* TRECHO CITADO

= = = = =

Sandro Kretus (1974)


Sandro Kretus nasceu em Porto Alegre em 1974, seu interesse pela literatura começou desde muito cedo, com 10 anos de idade já participava em concursos de poesias e contos. Aos dezoito anos formou-se em desenho publicitário e desenho artístico, trabalhando em agências publicitárias e em algumas galerias de arte da capital gaúcha.

No mesmo período especializou-se em analises clinicas, no qual exerce a profissão até hoje. Em 2006, o autor escreveu seu primeiro romance, o primeiro volume da saga “Amazon”, intitulada “ A chama de Orion, uma saga épica inspirada no continente perdido de Atlântida. Em 2008 o autor brasileiro começou a divulgar seu trabalho, publicando suas poesias, contos e crônicas nos principais sites de literatura, no Brasil e em Portugal, ao todo já são treze livros publicados, entre eles estão, O jardim sombrio, Ecos na cidade de mármore, Interlúdio, O andarilho da terra do fogo, O navegante e a flor lunar, Uma gota de orvalho no jardim de cedros, pequenos poemas do espaço inerente, Vertebratrus, O príncipe de Tartária, Pensamentos revoltaires,Harmônico e Black horse.

= = = = =

Dados de indicação de regiões:

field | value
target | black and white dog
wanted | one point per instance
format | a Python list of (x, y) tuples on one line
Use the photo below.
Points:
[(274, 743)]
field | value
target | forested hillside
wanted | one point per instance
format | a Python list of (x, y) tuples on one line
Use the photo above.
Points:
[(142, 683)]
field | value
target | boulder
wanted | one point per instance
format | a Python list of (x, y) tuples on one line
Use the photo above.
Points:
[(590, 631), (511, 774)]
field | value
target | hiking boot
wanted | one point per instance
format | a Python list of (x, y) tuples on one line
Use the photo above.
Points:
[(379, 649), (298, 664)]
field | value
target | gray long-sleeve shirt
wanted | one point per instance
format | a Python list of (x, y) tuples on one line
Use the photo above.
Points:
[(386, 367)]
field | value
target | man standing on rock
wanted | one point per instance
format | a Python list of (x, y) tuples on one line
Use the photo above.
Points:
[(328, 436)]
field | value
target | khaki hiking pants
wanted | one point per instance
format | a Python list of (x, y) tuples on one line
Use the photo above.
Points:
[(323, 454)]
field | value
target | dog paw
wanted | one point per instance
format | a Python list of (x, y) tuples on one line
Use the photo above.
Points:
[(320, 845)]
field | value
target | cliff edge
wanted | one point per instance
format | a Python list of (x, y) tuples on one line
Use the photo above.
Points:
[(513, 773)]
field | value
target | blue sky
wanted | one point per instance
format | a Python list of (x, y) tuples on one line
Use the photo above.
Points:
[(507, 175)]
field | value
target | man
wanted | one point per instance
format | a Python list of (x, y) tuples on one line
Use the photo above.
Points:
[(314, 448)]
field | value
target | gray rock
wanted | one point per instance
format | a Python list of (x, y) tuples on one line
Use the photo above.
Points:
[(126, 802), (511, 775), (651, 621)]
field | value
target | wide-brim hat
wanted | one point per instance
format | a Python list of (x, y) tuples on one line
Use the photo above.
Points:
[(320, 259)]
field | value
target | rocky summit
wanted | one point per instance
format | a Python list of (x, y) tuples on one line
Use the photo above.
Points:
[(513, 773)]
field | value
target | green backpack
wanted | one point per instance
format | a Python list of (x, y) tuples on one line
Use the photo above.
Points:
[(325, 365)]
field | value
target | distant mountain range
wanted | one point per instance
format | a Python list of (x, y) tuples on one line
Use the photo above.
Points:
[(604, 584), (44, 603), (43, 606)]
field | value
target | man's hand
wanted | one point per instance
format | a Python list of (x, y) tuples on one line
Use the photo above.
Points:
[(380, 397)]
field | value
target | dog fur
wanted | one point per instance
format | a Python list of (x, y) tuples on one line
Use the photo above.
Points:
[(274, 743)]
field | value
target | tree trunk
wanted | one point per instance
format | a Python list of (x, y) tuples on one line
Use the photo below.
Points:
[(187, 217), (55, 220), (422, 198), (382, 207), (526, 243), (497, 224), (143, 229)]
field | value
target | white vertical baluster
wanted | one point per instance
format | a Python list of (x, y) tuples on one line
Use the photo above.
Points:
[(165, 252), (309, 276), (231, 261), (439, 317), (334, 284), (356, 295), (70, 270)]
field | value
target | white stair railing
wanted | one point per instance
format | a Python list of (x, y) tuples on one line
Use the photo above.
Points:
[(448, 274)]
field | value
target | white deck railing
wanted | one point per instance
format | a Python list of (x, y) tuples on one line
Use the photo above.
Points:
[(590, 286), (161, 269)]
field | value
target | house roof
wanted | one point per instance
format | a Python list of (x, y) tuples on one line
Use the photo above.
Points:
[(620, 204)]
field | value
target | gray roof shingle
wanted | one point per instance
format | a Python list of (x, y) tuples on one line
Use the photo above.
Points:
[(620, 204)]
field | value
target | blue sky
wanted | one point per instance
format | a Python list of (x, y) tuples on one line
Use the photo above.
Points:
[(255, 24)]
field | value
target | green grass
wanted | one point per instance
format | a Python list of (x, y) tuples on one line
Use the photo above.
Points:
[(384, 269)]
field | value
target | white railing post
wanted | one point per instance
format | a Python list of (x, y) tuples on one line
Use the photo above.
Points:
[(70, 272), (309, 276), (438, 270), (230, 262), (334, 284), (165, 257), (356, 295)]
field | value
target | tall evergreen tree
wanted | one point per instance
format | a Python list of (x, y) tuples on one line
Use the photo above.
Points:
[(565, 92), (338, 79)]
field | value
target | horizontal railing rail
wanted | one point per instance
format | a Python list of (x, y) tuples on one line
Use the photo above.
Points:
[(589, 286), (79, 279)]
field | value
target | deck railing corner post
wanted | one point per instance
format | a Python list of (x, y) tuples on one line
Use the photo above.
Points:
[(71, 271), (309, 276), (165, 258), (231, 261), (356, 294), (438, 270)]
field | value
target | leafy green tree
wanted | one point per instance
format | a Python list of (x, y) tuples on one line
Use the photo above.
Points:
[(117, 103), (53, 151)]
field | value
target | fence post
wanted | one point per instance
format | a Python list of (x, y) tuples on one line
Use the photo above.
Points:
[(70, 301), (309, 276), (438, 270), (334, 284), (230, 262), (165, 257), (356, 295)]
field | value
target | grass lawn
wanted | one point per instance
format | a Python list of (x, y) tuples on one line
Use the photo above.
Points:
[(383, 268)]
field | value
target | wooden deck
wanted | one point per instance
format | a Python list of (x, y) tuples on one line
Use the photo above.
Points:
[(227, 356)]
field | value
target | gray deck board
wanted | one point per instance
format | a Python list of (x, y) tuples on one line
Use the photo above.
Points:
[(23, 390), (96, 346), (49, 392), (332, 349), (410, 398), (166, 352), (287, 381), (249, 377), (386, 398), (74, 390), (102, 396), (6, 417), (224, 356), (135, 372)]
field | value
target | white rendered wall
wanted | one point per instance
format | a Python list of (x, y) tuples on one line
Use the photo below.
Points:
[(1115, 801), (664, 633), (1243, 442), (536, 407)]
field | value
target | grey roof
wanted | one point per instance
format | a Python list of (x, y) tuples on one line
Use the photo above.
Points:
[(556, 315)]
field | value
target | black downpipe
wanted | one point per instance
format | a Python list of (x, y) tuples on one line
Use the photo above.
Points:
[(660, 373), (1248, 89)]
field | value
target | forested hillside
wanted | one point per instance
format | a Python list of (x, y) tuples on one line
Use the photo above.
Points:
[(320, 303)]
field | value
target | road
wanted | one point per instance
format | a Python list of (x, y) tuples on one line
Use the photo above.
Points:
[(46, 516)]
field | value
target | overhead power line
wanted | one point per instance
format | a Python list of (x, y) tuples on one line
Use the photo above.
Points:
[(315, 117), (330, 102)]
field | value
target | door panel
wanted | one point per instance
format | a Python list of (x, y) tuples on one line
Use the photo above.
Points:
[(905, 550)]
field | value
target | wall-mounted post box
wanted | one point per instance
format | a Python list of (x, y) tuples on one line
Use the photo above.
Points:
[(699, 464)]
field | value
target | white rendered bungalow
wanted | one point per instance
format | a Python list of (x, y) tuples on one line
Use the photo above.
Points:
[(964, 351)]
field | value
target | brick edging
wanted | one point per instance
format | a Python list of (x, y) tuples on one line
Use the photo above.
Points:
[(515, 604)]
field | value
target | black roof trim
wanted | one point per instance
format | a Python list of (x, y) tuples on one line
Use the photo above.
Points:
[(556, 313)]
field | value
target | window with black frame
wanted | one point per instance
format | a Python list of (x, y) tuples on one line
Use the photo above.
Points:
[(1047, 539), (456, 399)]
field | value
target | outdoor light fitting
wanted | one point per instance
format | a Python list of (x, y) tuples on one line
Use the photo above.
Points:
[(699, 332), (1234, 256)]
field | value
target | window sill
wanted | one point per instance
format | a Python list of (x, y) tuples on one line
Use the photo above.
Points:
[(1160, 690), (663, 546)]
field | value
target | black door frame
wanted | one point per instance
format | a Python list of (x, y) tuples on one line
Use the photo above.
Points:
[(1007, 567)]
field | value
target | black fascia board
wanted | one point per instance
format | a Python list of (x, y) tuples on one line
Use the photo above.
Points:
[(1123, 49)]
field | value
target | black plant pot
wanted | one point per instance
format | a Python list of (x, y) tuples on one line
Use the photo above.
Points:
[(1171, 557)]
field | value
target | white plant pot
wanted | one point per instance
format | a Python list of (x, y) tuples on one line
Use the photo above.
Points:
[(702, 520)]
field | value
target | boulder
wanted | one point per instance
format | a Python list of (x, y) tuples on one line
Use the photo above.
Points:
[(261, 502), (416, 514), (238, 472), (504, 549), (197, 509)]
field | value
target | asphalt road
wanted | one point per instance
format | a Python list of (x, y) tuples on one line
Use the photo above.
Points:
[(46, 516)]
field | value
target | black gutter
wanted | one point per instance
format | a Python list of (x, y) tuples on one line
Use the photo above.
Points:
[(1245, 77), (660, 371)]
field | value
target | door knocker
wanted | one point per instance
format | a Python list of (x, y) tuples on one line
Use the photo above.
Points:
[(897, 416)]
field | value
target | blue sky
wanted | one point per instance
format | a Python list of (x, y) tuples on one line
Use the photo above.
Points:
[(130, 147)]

= = = = =

* PERGUNTAS
#1 Segundo o trecho citado, em que ano Sandro Kretus escreveu seu primeiro romance?
#2 Resuma o trecho citado em duas frases.

* RESPOSTAS DO EXERCÍCIO
#1 Em 2006.

#2 Sandro Kretus nasceu em Porto Alegre em 1974, interessou-se por literatura desde cedo e, aos dezoito anos, formou-se em desenho publicitário e desenho artístico, além de se especializar em análises clínicas, profissão que exerce até hoje. Em 2006 escreveu seu primeiro romance, o primeiro volume da saga "Amazon", e a partir de 2008 passou a divulgar poesias, contos e crônicas em sites de literatura do Brasil e de Portugal, somando treze livros publicados.